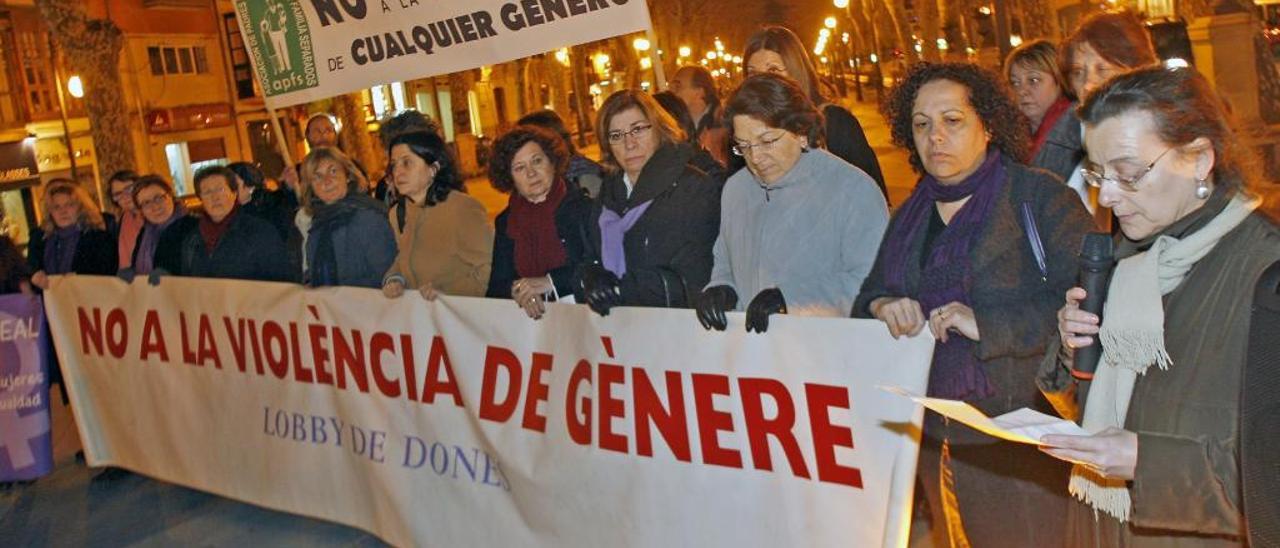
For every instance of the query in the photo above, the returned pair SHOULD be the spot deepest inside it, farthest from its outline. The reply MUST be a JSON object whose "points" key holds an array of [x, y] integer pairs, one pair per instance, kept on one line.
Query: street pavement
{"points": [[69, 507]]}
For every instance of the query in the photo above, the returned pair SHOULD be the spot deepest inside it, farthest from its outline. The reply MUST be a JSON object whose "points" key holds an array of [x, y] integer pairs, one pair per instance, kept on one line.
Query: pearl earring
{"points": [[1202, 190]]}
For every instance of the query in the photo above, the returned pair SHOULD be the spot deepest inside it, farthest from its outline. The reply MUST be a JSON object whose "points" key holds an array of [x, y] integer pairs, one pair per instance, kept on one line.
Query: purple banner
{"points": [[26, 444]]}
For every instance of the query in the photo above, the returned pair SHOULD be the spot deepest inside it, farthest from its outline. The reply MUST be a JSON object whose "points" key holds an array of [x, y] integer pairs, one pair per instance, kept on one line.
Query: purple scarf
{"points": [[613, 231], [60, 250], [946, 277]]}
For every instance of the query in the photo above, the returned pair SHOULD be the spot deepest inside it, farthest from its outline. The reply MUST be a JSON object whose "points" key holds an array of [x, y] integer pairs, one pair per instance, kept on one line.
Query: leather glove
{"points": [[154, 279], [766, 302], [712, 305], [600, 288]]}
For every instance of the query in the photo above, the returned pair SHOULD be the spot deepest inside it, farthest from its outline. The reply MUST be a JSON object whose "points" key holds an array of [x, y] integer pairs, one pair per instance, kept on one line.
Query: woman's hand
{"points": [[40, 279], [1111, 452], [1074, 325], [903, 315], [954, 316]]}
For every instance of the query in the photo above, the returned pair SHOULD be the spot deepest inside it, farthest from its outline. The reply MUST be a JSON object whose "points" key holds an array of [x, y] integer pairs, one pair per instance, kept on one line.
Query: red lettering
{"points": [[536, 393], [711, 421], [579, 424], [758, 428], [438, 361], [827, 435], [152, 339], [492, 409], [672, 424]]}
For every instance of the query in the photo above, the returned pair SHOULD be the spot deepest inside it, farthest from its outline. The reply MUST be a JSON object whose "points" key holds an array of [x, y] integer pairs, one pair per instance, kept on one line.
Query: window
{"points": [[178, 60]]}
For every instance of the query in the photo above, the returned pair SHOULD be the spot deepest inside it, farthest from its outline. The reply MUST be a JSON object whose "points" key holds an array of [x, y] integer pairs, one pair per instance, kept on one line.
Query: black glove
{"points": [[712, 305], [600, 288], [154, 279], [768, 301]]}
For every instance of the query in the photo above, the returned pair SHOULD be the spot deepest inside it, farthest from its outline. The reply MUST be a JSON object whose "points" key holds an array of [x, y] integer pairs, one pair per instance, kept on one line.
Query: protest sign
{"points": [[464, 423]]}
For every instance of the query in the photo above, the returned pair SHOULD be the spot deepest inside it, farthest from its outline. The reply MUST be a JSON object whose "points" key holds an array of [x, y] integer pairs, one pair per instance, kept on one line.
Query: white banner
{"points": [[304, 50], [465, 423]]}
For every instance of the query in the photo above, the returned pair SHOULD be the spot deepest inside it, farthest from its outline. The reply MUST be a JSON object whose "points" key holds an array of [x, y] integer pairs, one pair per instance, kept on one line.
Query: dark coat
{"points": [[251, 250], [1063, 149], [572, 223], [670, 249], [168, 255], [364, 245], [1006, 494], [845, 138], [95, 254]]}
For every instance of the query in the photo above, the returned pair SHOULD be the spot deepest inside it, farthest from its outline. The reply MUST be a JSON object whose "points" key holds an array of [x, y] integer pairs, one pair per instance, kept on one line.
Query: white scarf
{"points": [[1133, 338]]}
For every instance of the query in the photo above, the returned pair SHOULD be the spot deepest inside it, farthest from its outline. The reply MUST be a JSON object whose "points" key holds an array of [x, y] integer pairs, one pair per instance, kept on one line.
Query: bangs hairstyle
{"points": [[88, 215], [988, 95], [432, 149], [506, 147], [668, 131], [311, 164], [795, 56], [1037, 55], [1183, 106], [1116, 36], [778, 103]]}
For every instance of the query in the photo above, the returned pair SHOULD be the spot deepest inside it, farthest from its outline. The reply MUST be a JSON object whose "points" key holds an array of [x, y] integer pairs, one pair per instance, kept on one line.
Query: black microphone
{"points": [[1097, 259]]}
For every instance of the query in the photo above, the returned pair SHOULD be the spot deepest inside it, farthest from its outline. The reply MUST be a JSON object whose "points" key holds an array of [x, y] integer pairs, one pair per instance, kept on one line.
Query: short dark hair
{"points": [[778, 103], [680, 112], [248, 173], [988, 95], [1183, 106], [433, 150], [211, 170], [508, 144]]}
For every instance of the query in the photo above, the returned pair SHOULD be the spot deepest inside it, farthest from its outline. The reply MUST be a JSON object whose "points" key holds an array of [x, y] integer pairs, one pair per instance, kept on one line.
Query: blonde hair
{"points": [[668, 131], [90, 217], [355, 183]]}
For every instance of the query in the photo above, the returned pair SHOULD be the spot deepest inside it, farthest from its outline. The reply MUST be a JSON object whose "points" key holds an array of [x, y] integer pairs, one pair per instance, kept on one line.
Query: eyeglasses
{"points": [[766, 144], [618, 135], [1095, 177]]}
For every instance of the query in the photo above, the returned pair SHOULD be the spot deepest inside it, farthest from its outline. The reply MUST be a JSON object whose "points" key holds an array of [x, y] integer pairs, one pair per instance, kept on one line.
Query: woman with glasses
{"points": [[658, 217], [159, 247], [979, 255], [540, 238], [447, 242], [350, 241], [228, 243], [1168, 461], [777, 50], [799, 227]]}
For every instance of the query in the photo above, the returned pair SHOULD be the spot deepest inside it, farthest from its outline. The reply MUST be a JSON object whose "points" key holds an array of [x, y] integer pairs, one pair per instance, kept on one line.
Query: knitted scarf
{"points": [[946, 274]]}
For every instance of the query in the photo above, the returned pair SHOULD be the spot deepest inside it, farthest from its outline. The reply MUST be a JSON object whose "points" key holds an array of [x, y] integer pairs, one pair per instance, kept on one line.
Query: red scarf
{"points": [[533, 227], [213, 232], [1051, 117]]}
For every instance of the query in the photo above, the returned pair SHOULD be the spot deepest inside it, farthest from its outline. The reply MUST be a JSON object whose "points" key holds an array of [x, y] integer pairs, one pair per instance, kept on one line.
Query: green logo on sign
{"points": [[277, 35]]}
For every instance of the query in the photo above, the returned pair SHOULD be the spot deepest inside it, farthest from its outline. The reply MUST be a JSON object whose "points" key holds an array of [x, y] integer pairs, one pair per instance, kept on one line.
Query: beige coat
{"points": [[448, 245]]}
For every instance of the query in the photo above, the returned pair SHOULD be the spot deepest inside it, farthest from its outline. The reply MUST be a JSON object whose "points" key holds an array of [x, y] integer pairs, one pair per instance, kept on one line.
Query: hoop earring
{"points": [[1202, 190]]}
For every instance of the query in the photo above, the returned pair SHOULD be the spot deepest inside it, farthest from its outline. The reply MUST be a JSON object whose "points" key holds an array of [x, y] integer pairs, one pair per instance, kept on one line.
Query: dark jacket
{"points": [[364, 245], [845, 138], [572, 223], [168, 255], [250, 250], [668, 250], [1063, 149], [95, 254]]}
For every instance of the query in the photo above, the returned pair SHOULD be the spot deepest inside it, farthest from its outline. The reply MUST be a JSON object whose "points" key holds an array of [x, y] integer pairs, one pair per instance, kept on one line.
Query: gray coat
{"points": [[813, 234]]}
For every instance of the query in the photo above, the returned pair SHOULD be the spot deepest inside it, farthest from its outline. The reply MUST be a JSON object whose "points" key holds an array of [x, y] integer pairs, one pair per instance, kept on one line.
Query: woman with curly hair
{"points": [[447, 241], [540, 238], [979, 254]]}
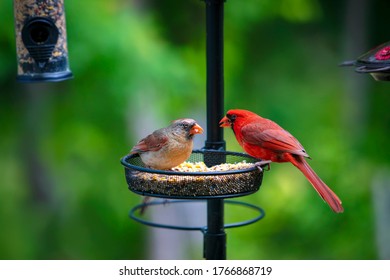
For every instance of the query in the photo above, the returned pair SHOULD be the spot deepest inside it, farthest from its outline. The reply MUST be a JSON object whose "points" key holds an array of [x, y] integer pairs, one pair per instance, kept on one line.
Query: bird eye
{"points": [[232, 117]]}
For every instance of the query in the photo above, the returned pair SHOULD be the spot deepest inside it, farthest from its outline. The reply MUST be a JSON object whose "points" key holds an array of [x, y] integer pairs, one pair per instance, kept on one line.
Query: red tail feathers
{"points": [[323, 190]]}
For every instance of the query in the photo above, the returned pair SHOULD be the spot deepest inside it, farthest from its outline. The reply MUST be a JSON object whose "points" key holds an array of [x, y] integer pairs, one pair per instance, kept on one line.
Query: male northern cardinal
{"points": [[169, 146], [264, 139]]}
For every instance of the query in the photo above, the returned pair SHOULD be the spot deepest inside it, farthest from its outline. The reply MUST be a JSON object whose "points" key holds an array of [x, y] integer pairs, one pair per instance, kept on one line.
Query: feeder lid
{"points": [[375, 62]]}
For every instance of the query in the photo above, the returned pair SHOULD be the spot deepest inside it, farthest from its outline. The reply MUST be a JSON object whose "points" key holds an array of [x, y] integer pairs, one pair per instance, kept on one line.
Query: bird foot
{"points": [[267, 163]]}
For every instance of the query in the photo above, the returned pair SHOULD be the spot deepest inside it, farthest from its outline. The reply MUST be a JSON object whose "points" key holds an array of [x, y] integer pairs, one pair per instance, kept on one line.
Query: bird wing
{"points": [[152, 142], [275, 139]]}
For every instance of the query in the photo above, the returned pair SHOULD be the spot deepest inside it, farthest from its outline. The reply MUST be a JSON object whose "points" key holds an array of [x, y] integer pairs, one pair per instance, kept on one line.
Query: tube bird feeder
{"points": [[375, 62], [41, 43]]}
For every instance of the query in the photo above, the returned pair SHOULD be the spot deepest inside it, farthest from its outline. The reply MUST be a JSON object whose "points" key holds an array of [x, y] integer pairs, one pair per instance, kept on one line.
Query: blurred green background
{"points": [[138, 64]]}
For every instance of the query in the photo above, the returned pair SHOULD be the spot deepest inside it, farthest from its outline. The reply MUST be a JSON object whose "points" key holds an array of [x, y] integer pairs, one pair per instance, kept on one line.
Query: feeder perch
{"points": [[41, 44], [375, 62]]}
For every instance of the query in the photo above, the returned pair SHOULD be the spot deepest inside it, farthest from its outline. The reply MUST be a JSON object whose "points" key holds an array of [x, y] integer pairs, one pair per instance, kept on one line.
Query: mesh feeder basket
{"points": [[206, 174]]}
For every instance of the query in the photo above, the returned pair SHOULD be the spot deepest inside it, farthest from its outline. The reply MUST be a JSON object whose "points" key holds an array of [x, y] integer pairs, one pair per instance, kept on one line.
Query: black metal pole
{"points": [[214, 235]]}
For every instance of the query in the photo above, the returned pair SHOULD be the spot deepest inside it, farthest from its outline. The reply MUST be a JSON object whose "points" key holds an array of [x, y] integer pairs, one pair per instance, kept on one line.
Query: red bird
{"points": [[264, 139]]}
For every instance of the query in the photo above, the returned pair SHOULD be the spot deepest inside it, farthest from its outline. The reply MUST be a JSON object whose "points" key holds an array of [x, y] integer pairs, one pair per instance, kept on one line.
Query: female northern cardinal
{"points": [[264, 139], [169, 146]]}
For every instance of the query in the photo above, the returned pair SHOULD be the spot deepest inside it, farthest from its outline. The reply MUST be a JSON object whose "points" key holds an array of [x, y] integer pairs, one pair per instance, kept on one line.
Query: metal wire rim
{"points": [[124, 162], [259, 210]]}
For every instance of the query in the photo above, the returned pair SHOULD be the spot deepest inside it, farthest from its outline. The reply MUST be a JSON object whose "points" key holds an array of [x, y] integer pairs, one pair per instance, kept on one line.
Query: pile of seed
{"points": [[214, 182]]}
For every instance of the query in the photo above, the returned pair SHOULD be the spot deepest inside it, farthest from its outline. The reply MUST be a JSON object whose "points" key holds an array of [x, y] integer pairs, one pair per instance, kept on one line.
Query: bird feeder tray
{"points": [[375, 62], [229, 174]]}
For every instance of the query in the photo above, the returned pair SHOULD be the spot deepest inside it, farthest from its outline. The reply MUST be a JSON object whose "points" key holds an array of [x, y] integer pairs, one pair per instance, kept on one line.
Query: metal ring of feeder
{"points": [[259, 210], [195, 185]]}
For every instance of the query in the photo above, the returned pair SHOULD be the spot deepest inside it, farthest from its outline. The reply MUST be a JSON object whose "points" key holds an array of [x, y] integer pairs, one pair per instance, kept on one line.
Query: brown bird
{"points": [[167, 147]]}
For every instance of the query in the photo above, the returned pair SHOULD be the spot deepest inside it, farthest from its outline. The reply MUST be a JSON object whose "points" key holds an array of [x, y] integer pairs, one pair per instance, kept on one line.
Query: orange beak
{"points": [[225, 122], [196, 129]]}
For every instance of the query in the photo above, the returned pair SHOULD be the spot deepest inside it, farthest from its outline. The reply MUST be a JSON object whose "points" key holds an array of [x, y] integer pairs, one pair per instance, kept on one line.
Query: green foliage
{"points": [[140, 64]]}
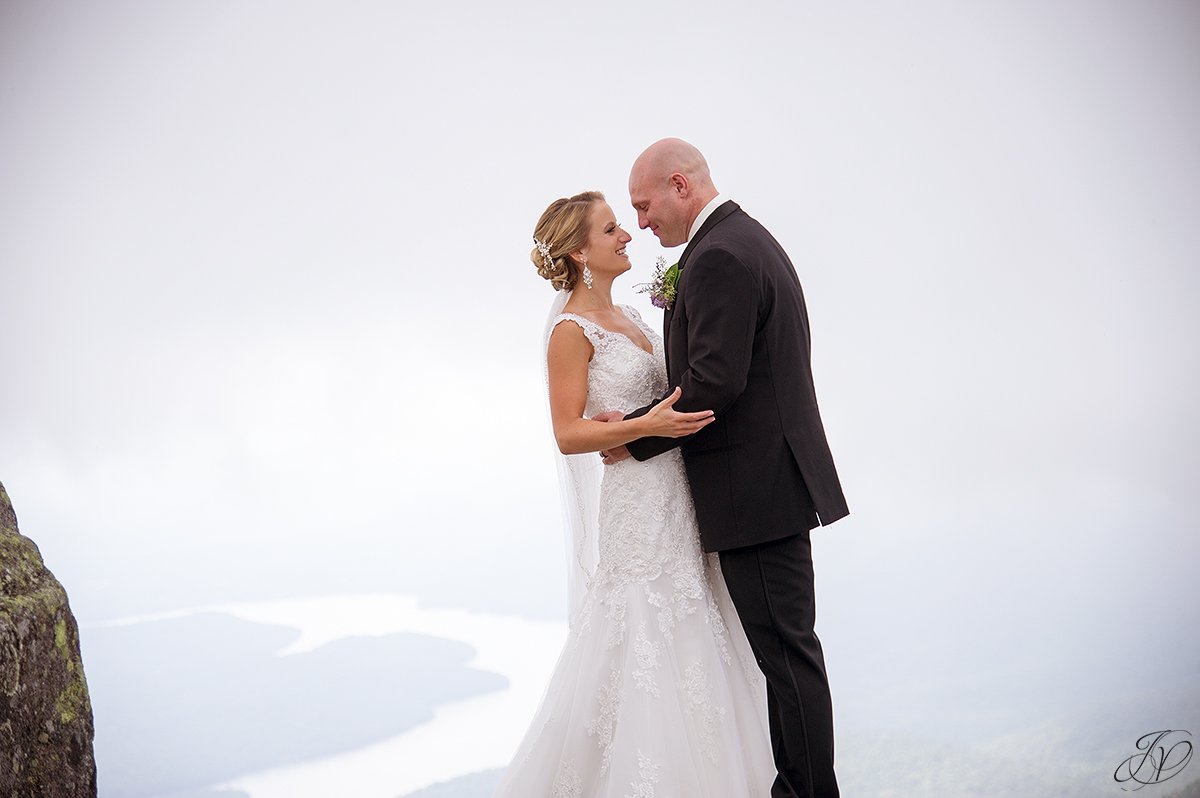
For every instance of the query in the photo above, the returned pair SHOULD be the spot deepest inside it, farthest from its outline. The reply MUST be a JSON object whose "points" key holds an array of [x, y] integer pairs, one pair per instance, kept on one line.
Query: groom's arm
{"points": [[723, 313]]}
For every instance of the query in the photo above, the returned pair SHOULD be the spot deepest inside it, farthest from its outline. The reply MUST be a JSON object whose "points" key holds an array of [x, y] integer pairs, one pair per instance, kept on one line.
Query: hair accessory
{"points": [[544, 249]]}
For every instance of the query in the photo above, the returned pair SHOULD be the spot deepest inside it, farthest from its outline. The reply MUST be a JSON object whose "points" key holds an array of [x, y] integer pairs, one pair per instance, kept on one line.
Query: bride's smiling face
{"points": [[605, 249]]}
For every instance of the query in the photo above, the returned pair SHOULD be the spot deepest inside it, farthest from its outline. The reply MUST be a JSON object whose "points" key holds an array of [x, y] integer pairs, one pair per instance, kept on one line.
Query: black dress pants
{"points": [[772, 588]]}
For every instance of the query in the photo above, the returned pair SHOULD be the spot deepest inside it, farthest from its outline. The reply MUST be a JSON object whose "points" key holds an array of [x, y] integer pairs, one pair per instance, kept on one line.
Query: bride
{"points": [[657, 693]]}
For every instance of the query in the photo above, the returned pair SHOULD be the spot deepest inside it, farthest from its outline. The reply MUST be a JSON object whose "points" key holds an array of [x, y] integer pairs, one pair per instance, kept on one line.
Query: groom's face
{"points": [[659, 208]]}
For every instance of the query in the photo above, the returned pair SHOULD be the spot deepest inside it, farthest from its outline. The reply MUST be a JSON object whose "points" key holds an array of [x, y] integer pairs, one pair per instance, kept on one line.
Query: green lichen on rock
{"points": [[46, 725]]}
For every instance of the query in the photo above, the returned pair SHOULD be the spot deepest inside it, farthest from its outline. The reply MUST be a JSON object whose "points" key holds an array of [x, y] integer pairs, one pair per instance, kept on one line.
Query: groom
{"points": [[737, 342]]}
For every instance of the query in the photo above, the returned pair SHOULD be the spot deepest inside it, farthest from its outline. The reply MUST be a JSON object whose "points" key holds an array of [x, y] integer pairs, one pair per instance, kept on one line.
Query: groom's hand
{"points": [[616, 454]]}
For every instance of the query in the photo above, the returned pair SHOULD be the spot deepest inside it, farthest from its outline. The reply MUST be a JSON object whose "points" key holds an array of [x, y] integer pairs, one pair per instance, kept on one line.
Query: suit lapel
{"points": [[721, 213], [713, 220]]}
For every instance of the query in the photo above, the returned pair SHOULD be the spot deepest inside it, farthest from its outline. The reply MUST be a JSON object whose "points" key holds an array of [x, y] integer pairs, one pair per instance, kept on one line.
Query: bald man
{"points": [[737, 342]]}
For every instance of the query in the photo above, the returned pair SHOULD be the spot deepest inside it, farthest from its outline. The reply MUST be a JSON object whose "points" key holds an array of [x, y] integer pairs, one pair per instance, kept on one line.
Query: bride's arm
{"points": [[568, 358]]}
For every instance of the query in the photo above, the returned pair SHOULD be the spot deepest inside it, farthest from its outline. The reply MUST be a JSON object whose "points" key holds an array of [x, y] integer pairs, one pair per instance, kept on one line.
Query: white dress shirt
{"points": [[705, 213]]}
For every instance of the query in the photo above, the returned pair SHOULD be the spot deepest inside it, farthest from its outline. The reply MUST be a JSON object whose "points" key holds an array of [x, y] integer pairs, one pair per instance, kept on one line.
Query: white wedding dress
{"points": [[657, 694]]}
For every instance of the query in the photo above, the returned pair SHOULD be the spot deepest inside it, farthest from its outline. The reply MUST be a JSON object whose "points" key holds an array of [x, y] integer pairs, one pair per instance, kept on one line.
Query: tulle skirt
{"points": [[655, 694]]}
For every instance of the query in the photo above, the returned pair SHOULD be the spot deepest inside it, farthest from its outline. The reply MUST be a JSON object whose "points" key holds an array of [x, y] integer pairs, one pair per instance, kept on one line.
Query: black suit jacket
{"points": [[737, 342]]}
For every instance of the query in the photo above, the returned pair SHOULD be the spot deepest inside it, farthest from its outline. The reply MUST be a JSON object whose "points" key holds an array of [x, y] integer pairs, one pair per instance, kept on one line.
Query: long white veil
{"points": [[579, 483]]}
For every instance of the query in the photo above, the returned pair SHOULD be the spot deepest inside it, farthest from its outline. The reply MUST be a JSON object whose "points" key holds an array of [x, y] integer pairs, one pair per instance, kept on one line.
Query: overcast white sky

————————

● **What is expected**
Pick out every line of the records above that contains the word "white" and copy each one, treating uppercase and lowercase letters as different.

● **Response to the task**
Query: white banner
Query: white scarf
Query: white dress shirt
Query: white wedding dress
Query: long white veil
Query: overcast white sky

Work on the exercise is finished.